@jit.export methods disappear after jit.load(pth)

Code:

@torch.jit.interface
class placeholder:
    
    def forward(self,x : torch.Tensor, t : torch.Tensor, labels : torch.Tensor) -> torch.Tensor:
        pass
    
    def eval(self) -> None:
        pass
    
    def parameters(self) -> torch.Tensor:
        pass

class Diffuser(nn.Module):
    def __init__(self, T : int = 1000):
        super(Diffuser, self).__init__()
        self.T : int = T
        s = 0.008  # Small constant to prevent excessively small betas at t=0
        
        self.beta_schedule = 0.2 * (1 - torch.cos((torch.linspace(0, 3.14159, self.T) - s) / (1 - s)))
        self.beta_schedule = self.beta_schedule.clamp(min=1e-4, max=0.02)  # Prevent extreme values
        
        self.alpha_schedule = 1.0 - self.beta_schedule
        self.alpha_cumprod = torch.cumprod(self.alpha_schedule, dim=0)
        
    def forward(self, x):
        pass
        
    @torch.jit.export 
    def fwd_diffusion(self,imgs : torch.Tensor, t : torch.Tensor):
        
        """
        apply noise to every img in imgs based 9n the respective t value in the t tensor
            
        params:
            imgs: tensor like (batch_size,3,H,W) (from the dataloader)
            t : tensor like (batch_size,) (random from 0 to T)
            
        output:
            noise_x: tensor like(imgs.shape) = imgs += random noise based on t
            noise : tensor like(imgs.shape) = the noise that was added to the imgs
        """
        noise_x = torch.zeros_like(imgs,device = imgs.device)
            
        noise = torch.randn_like(imgs,device=imgs.device)
            
        for i in range(imgs.shape[0]):
            
            noise_x[i] = torch.sqrt(self.alpha_cumprod[t[i]]) * imgs[i] + torch.sqrt(1 - self.alpha_cumprod[t[i]]) * noise[i]

        return noise_x, noise
    
    @torch.jit.export     
    def DDPM(self,model : placeholder, device : torch.device,H : int = 32, W : int = 32, label : int = 6,random_variance : float = 1.0):
        """
            
        """

Problems =
1) From the Diffuser code, print the part that opens with the words containing "self.alpha_schedule = 1.0" and closes with "(from the dataloader)".
2) In the Diffuser code, what minimum and maximum values is the beta schedule clamped to?
The lines after this are separate material and have no connection to the Diffuser code.

Data extract =

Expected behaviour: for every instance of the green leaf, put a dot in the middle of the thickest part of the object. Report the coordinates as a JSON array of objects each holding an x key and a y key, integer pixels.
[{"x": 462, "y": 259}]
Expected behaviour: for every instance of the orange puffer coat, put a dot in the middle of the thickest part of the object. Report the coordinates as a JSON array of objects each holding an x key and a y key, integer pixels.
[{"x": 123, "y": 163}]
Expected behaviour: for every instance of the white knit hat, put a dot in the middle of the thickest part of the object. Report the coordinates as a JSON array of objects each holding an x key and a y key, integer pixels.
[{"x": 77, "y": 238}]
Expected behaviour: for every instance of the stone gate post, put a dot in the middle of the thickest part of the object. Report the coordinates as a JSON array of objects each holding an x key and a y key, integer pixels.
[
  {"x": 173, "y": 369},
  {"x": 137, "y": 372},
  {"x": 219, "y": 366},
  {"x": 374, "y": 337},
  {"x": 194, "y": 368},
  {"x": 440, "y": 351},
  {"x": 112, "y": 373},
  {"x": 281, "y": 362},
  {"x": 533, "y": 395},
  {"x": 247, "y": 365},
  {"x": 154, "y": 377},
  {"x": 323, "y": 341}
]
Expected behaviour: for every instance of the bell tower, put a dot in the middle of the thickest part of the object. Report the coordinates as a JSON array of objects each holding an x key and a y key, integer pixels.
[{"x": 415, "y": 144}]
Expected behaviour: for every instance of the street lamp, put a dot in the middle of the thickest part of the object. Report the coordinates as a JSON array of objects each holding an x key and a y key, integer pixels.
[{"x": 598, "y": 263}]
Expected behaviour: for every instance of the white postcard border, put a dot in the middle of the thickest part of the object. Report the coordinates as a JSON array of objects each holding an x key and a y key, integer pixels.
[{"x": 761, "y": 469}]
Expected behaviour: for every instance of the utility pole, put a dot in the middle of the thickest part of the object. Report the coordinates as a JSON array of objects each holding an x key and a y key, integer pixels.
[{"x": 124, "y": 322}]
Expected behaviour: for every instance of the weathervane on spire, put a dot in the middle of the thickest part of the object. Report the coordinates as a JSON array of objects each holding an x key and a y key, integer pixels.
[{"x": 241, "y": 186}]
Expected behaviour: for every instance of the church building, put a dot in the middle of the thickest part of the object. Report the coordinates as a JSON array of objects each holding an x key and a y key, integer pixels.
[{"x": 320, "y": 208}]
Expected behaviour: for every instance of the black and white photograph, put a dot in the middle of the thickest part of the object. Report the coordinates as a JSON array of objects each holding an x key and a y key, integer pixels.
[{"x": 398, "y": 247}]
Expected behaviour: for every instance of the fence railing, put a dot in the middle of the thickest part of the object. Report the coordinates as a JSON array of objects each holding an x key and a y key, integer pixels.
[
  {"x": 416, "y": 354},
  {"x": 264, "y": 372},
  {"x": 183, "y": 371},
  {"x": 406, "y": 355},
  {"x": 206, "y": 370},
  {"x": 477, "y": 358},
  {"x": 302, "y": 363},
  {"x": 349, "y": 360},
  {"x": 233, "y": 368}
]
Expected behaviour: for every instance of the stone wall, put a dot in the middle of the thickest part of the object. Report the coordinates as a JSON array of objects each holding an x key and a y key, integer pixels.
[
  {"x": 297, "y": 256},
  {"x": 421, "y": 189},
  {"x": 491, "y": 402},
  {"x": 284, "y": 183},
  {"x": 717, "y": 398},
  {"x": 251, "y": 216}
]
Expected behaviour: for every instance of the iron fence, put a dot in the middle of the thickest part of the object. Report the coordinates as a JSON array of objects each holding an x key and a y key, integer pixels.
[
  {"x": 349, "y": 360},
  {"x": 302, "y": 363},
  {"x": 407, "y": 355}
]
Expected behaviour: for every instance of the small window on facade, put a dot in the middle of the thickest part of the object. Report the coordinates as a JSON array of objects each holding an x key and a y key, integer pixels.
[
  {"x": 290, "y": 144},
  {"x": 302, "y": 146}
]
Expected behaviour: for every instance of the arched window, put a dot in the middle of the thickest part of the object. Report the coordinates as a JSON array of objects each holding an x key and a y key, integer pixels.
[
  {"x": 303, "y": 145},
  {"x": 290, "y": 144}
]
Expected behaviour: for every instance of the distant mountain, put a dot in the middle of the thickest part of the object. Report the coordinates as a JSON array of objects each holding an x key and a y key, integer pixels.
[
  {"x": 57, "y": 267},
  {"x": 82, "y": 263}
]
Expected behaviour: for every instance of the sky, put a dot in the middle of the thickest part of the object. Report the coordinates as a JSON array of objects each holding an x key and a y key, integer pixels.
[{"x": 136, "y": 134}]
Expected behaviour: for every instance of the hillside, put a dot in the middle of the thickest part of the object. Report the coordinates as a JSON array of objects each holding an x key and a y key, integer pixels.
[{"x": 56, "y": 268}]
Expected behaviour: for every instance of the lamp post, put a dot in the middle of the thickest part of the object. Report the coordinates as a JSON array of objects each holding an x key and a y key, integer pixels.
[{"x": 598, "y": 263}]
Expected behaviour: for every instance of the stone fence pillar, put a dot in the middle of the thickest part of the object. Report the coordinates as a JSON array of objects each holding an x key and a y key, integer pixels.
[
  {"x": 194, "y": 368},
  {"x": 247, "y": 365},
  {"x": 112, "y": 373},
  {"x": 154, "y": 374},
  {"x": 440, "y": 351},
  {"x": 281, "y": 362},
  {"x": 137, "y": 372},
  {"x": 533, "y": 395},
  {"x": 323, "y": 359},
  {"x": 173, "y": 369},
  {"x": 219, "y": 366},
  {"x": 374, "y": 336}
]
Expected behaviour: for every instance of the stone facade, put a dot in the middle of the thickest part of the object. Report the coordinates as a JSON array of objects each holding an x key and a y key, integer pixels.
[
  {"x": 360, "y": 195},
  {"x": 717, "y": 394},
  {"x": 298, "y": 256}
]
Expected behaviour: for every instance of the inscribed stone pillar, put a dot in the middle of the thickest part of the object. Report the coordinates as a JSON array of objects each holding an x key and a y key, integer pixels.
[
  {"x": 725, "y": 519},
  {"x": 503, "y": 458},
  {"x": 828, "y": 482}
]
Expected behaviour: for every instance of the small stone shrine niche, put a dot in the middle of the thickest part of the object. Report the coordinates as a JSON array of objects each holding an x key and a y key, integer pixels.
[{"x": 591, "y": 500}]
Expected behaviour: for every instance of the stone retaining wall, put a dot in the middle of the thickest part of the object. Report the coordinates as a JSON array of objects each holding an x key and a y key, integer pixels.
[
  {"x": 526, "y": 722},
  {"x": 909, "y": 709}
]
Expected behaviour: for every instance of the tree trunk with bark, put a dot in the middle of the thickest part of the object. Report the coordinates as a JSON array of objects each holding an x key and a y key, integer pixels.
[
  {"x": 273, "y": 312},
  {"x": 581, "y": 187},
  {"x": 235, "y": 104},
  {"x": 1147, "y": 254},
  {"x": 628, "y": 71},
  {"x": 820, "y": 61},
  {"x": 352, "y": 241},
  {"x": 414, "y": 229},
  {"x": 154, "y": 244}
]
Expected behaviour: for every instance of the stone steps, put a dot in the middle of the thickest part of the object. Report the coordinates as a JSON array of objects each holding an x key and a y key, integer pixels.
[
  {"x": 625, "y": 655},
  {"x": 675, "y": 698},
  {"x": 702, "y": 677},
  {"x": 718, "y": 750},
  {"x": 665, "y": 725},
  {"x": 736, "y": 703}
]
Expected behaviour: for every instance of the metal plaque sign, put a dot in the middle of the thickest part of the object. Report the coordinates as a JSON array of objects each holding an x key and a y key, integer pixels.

Solutions to the tasks =
1)
self.alpha_schedule = 1.0 - self.beta_schedule
        self.alpha_cumprod = torch.cumprod(self.alpha_schedule, dim=0)
        
    def forward(self, x):
        pass
        
    @torch.jit.export 
    def fwd_diffusion(self,imgs : torch.Tensor, t : torch.Tensor):
        
        """
        apply noise to every img in imgs based 9n the respective t value in the t tensor
            
        params:
            imgs: tensor like (batch_size,3,H,W) (from the dataloader)

2) A minimum of 1e-4 and a maximum of 0.02.